TO DO — Rewrite the material from the line containing "Indicate every instance of the cabinet" through the end of the material, changing "beige" to "gray" and leaving everything else the same.

STORED RECORDS —
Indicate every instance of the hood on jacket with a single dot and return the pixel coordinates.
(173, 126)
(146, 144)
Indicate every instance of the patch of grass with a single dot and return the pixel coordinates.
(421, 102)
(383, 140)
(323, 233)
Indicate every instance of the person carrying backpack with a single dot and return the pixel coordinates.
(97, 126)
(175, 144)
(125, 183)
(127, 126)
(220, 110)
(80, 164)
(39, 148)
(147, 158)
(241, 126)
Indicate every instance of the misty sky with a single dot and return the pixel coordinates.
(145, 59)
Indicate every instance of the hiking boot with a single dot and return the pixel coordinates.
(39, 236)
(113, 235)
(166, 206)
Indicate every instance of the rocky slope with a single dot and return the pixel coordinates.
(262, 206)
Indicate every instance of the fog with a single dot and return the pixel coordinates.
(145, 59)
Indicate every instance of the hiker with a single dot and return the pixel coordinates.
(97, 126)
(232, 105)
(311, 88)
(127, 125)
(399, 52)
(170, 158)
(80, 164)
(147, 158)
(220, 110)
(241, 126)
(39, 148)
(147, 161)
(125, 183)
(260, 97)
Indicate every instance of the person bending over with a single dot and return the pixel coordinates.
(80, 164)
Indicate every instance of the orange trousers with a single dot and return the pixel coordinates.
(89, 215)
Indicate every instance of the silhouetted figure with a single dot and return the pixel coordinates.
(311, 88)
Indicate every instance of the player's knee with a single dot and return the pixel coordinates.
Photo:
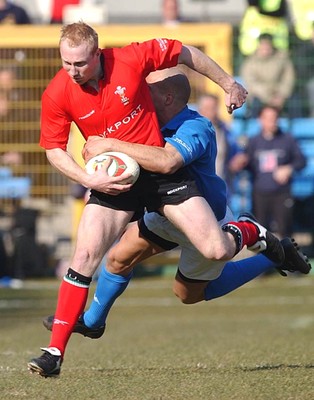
(116, 265)
(217, 253)
(186, 298)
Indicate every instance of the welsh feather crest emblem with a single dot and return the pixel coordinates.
(120, 91)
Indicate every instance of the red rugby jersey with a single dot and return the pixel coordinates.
(122, 108)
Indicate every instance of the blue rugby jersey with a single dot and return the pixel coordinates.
(194, 138)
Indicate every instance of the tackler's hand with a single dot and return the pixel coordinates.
(235, 97)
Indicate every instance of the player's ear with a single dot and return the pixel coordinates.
(169, 98)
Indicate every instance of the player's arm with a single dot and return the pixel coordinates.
(164, 160)
(235, 94)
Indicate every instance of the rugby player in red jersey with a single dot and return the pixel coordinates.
(104, 92)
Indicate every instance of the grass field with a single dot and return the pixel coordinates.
(254, 344)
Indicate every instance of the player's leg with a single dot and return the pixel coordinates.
(197, 221)
(131, 249)
(98, 229)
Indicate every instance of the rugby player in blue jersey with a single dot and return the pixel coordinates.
(190, 141)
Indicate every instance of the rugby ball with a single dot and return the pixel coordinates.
(120, 163)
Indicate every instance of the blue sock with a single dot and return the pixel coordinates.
(236, 274)
(109, 288)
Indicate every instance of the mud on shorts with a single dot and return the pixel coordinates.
(192, 264)
(150, 192)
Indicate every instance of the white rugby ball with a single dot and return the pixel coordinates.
(120, 163)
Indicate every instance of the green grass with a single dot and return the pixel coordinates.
(254, 344)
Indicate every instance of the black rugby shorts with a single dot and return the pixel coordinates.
(150, 192)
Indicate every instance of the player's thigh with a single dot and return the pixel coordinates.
(189, 292)
(197, 221)
(132, 248)
(98, 229)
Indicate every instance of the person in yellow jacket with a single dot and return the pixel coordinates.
(264, 16)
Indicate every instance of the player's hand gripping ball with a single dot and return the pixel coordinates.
(120, 163)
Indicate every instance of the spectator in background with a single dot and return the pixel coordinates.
(270, 78)
(264, 16)
(57, 10)
(272, 158)
(229, 152)
(12, 14)
(302, 16)
(170, 12)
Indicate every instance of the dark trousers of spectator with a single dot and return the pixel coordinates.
(274, 211)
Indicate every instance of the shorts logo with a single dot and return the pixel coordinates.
(121, 92)
(163, 44)
(177, 189)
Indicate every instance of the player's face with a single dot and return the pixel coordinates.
(81, 62)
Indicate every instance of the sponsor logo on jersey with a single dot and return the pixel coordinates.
(120, 91)
(178, 189)
(163, 44)
(87, 115)
(125, 121)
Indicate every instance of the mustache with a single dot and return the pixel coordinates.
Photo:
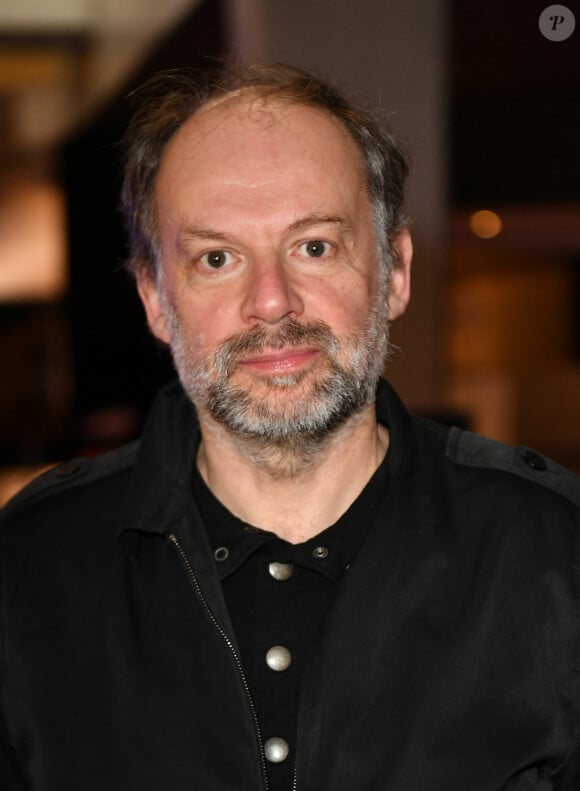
(288, 333)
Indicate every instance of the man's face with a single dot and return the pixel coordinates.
(271, 294)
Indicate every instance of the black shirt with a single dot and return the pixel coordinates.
(278, 595)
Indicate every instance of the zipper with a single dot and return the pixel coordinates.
(200, 595)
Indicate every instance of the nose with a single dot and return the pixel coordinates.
(270, 295)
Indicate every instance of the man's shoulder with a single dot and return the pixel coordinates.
(90, 477)
(514, 464)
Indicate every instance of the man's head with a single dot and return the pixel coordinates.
(170, 99)
(264, 273)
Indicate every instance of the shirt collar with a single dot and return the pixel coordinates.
(330, 552)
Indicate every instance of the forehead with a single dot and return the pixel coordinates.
(253, 140)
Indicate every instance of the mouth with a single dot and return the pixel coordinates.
(280, 361)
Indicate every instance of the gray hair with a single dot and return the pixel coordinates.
(169, 99)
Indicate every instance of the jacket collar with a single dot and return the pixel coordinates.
(161, 488)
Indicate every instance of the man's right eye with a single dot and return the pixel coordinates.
(216, 259)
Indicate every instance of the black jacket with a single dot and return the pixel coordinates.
(450, 660)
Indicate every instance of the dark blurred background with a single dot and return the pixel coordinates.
(489, 108)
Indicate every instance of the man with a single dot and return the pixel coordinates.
(288, 582)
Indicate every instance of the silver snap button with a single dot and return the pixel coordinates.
(276, 750)
(281, 571)
(221, 553)
(278, 658)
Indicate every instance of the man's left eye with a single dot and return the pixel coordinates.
(315, 248)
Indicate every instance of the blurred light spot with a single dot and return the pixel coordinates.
(32, 243)
(485, 224)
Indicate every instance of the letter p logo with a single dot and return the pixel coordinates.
(556, 23)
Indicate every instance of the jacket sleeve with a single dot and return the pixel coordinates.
(11, 778)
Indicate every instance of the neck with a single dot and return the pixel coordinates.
(285, 490)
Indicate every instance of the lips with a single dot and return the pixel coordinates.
(280, 360)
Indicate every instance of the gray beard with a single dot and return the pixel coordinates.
(285, 433)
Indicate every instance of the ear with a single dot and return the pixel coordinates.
(149, 293)
(400, 285)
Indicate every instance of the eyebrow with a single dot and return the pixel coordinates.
(304, 222)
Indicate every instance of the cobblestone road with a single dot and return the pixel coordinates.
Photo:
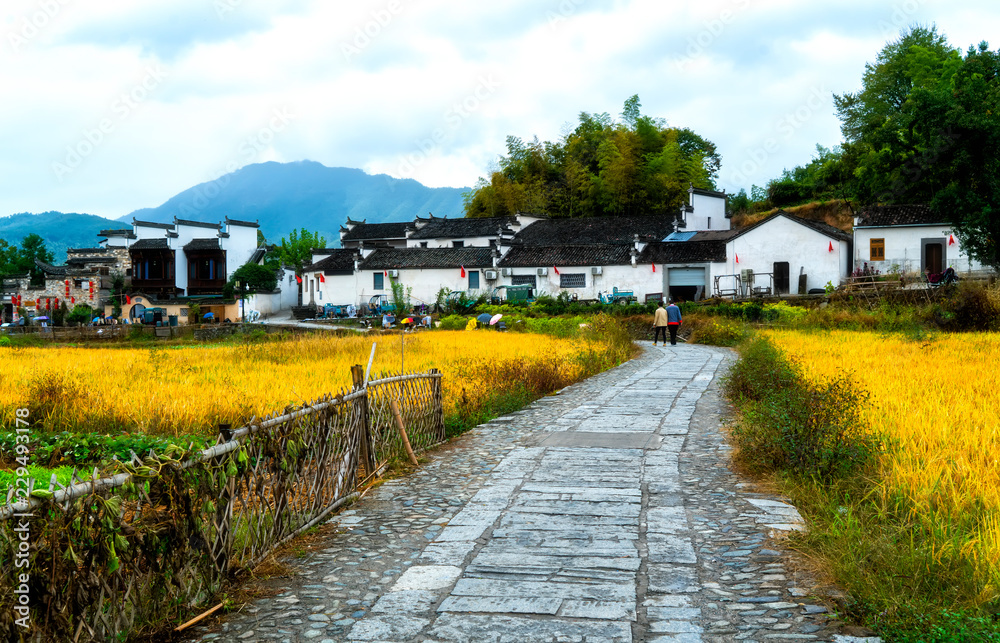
(604, 513)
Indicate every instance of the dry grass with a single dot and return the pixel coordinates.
(938, 401)
(192, 389)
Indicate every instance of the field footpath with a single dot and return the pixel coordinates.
(604, 513)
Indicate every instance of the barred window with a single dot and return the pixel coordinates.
(877, 250)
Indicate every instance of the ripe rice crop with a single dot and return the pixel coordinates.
(192, 389)
(936, 399)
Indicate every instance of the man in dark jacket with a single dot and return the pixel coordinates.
(673, 321)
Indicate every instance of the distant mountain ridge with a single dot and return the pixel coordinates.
(60, 230)
(305, 194)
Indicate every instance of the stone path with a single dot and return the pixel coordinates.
(605, 513)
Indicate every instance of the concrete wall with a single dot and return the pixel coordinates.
(709, 213)
(903, 248)
(782, 239)
(239, 246)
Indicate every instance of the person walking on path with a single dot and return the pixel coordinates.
(660, 324)
(673, 314)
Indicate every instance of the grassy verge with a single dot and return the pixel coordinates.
(808, 438)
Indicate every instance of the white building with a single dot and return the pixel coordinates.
(907, 238)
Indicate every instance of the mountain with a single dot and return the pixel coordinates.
(305, 194)
(60, 230)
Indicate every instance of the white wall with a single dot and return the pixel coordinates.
(640, 279)
(470, 242)
(903, 248)
(239, 246)
(709, 213)
(782, 239)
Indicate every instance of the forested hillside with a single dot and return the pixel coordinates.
(638, 165)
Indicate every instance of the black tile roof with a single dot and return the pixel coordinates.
(149, 244)
(201, 244)
(462, 228)
(373, 231)
(150, 224)
(386, 258)
(880, 216)
(197, 224)
(49, 269)
(591, 254)
(588, 230)
(684, 252)
(242, 223)
(340, 261)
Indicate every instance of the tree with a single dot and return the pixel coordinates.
(601, 168)
(296, 249)
(925, 128)
(253, 278)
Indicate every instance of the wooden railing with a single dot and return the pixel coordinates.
(106, 555)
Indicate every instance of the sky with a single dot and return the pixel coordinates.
(108, 106)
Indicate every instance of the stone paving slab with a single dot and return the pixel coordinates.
(604, 513)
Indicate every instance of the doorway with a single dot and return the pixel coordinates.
(780, 270)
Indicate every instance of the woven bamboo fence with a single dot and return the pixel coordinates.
(106, 556)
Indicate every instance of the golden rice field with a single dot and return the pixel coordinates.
(192, 389)
(940, 400)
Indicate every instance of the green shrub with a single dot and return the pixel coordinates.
(798, 427)
(453, 322)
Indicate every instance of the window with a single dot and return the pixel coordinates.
(878, 250)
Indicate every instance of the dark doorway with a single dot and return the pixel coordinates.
(934, 257)
(780, 270)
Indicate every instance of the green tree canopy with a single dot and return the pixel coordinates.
(925, 128)
(296, 249)
(602, 168)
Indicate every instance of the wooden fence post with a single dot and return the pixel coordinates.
(366, 456)
(224, 515)
(438, 404)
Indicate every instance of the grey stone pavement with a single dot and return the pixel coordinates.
(607, 512)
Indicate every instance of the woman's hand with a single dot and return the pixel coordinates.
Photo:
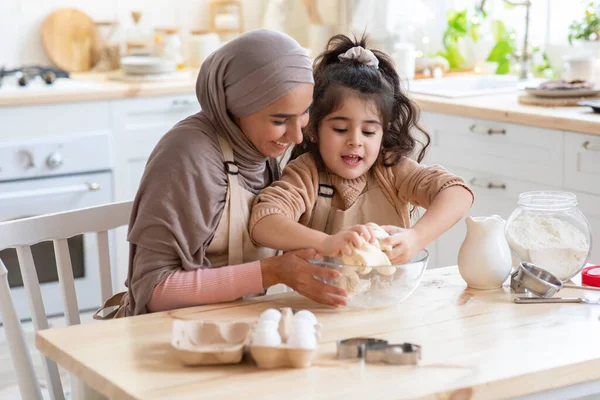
(343, 241)
(405, 244)
(293, 270)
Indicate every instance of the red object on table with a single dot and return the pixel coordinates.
(591, 276)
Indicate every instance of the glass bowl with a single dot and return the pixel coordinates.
(376, 287)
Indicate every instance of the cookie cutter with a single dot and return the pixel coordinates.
(355, 347)
(397, 354)
(374, 350)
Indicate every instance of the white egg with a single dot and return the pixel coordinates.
(387, 271)
(303, 339)
(301, 324)
(266, 337)
(305, 314)
(267, 324)
(270, 314)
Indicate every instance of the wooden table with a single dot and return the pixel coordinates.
(476, 344)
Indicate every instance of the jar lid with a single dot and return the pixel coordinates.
(591, 276)
(200, 31)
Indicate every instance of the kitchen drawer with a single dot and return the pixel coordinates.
(64, 119)
(494, 194)
(154, 111)
(582, 163)
(515, 151)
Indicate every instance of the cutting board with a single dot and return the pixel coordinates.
(69, 38)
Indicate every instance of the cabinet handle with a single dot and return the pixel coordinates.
(487, 184)
(181, 103)
(484, 130)
(590, 146)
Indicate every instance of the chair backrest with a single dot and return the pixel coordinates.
(22, 234)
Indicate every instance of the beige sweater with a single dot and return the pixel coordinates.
(403, 184)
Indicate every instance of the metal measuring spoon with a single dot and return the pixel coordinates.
(541, 282)
(541, 300)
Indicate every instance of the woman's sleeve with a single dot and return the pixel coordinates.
(201, 286)
(419, 184)
(292, 196)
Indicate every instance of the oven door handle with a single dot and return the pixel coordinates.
(84, 187)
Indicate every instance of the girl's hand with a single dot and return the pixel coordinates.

ANSWER TO THIS PROBLEM —
Indicate every instance of the cabinet handle with a single dot and return the pixel coordinates.
(487, 184)
(181, 103)
(484, 130)
(590, 146)
Indicate every instance of the chair backrest with a single dot and return the pixel coordinates.
(22, 234)
Indicate every instance of the gray sweater with a single dot and return the pixel coordinates.
(403, 184)
Indicate every instance of the metal measuring spoon with a single dot and return the pixel coordinates.
(541, 282)
(541, 300)
Indicate every instance of the woman's sleeve with a single dot and return the pixel coordinates.
(201, 286)
(419, 184)
(292, 196)
Indicate every instance of the oven door handle with a single dot and return the pixel coordinates.
(84, 187)
Indicate every instance of the girl's hand with a single dot and return the pixel coordinates.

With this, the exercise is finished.